**What is required:** Convert the rows below into a two-column CSV with the headers instruction and coordinates, one line per row. Put each row's text and its answer in separate quoted fields, and replace line breaks with spaces.

**Raw data:**
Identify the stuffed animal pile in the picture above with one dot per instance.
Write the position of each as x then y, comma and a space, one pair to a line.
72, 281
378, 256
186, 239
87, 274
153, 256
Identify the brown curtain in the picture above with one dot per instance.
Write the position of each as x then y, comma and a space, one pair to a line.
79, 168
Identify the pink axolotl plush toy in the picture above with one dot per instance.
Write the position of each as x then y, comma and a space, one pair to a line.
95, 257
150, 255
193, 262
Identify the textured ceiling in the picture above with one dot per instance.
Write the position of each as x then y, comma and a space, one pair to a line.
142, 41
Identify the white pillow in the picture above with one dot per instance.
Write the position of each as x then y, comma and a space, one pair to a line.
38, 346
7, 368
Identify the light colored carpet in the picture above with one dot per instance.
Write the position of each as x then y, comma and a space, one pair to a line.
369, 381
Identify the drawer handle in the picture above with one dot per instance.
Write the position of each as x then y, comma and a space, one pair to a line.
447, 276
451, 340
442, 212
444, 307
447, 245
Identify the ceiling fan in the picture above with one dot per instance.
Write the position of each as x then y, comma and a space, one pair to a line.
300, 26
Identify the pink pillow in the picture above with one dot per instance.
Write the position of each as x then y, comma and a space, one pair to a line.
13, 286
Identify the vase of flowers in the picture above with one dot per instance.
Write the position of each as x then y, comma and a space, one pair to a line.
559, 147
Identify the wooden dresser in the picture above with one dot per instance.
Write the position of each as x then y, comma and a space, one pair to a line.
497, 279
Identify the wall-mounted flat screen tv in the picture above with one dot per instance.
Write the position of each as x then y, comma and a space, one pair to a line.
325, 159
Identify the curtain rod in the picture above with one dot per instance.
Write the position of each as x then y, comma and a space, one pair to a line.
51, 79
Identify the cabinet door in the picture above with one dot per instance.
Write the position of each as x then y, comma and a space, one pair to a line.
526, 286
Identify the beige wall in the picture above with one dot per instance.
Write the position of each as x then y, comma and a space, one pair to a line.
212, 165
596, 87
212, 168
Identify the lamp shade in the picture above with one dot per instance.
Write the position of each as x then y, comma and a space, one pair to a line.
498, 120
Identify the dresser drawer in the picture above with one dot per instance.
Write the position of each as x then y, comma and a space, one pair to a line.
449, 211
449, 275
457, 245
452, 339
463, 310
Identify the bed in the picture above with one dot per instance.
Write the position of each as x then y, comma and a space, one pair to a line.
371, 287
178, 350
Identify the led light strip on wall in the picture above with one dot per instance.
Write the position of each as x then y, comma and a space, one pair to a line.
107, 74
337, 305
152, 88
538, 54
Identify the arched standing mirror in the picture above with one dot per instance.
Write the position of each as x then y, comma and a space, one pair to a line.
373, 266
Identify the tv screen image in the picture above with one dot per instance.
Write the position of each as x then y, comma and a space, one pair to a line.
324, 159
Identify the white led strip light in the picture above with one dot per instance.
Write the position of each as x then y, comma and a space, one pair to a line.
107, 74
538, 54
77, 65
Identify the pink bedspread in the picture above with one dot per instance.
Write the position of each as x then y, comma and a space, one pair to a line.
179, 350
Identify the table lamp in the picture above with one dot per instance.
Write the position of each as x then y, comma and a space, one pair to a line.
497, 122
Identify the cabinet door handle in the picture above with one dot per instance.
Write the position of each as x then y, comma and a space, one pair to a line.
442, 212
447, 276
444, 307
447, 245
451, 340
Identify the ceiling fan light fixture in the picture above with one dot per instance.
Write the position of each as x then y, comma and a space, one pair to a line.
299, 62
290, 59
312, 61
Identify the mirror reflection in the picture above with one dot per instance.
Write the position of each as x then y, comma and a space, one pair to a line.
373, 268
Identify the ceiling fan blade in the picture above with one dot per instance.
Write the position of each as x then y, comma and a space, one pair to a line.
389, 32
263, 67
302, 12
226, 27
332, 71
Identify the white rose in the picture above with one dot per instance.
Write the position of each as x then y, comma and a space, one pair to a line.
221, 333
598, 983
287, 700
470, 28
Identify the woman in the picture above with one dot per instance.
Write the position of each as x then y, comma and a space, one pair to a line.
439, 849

**Task answer:**
instruction,coordinates
"Identify the stuffed animal pile in the picture above with one dot per instance. Write the position of each as x then y, comma and a space, one pair to a line.","72, 281 378, 256 186, 239 87, 274 153, 256"
"Identify the brown curtain in the picture above with one dot per instance. Write the position of each as x then y, comma and a space, one pair to a line.","79, 168"
"Identify the pink axolotl plush toy in the picture above with one dot per instance. Write the position of each as x then y, comma and a space, one pair to a line.","95, 257 150, 255 193, 262"
"Identify the textured ceiling in the picture above with one dot per instance. Write the position of each as x then y, comma and a space, one pair to a line.","142, 41"
"Identify the white pillow in the picture above with one dot per instance. Write the position of each as x then y, comma and a space, one pair to a line.","38, 346 7, 368"
"Identify the light colored carpet in the picture above with one dot per instance. Write the position of each as x then y, comma and a space, one pair to a line.","369, 381"
"Identify the drawer handle in the picture above with one dot per instance. Write the position of each as x then y, comma and a space, one pair to a line.","447, 276 451, 340 442, 212 444, 307 447, 245"
"Identify the ceiling fan in the picture above with one dot per instance. Write the position of each as x then y, comma and a space, one pair to a line.","300, 26"
"Identify the pink pillow in the picture above with one dot per instance. Write the position of each as x then y, comma and a space, one pair to a line.","13, 286"
"Identify the vase of flowers in the picture above with one dot per instance. Write the position of each as x then y, comma and a space, one pair to a line.","559, 147"
"Identify the wooden dresser in the picture above with one dot per instance. Write the position of each as x then y, comma and a space, one pair to a line.","497, 279"
"Identify the wall-mounted flat screen tv in the picture above with one dot per instance. Write the position of each as x then y, comma and a space, one pair to a line.","325, 159"
"Identify the curtain rod in the picture above with one dot per instance. Write the position of each as x then y, comma and a space, one pair to a line.","51, 79"
"Identify the cabinet door in the picture above with one dot per instance. Write the position of each as x then y, comma and a space, one pair to a line.","526, 286"
"Identify the beige wall in the picture above with one dot per instance. Write the position of each as x then y, comma and a space, one pair to a line.","212, 165 596, 87 212, 168"
"Identify the lamp shade in the picture above with one dot per instance. Write the position of each as x then y, comma and a space, one pair to a line.","498, 120"
"Identify the dresser drawer in the picture above with one dot per instance. Write the position of each as x then y, comma and a space, one pair to a line.","449, 211 449, 275 457, 245 452, 339 463, 310"
"Identify the bed in the picture above with one dot per instance. Write the position of each as x then y, comma and a space, one pair to a line.","371, 287 178, 350"
"Identify the led light strip on wall in the picture above with one dot per instance. Write the position of each as x then y, comma and a space, one pair to a line.","107, 74 337, 305 152, 88 538, 54"
"Identify the arched standing mirror in the picture above with one dot per instance. Write the position of each as x then y, comma and a space, one pair to a line.","373, 266"
"Identify the tv screen image in the picture above with one dot per instance. Write the position of each as x then y, comma and a space, one pair to a line.","324, 159"
"Identify the white led strip light in the picture above with one dot per instance. Write the position of each as x then y, comma and a space, one pair to a line.","107, 74 538, 54 77, 65"
"Identify the pink bedspread in the picture above with one dot per instance. Write the position of each as x then y, comma and a space, one pair to a line.","179, 350"
"Identify the table lamp in the picture above with one dot per instance. Write the position of each as x then y, comma and a space, one pair to a line.","497, 122"
"Identify the cabinet door handle in the picture above with one dot per instance. Write the position of each as x then y, comma and a space, one pair to a line.","442, 212 447, 276 444, 307 447, 245 451, 340"
"Identify the ceiling fan light fixture in the picture above with one dot per instance. Write the position of each as x then y, comma and a space, one pair to a line.","299, 62 290, 59 312, 61"
"Identify the mirror reflection in the picture above with one dot per instance. Write the position of each as x then y, comma and a space, one pair to a line.","373, 268"
"Identify the ceiling fan blade in the picture above with one dot per instance. Write the position of each as x then y, comma and a space, one pair to a line.","389, 32 263, 67 302, 12 226, 27 332, 71"
"Identify the white rose in the picture above with one dot per instance. Write the position of each as x then y, comma and a space, one pair to a line.","221, 333 598, 983 287, 700 470, 28"
"Identify the woman in the picture above with one dot per instance. Write the position of each as x then y, comma and a space, one pair to a line.","439, 849"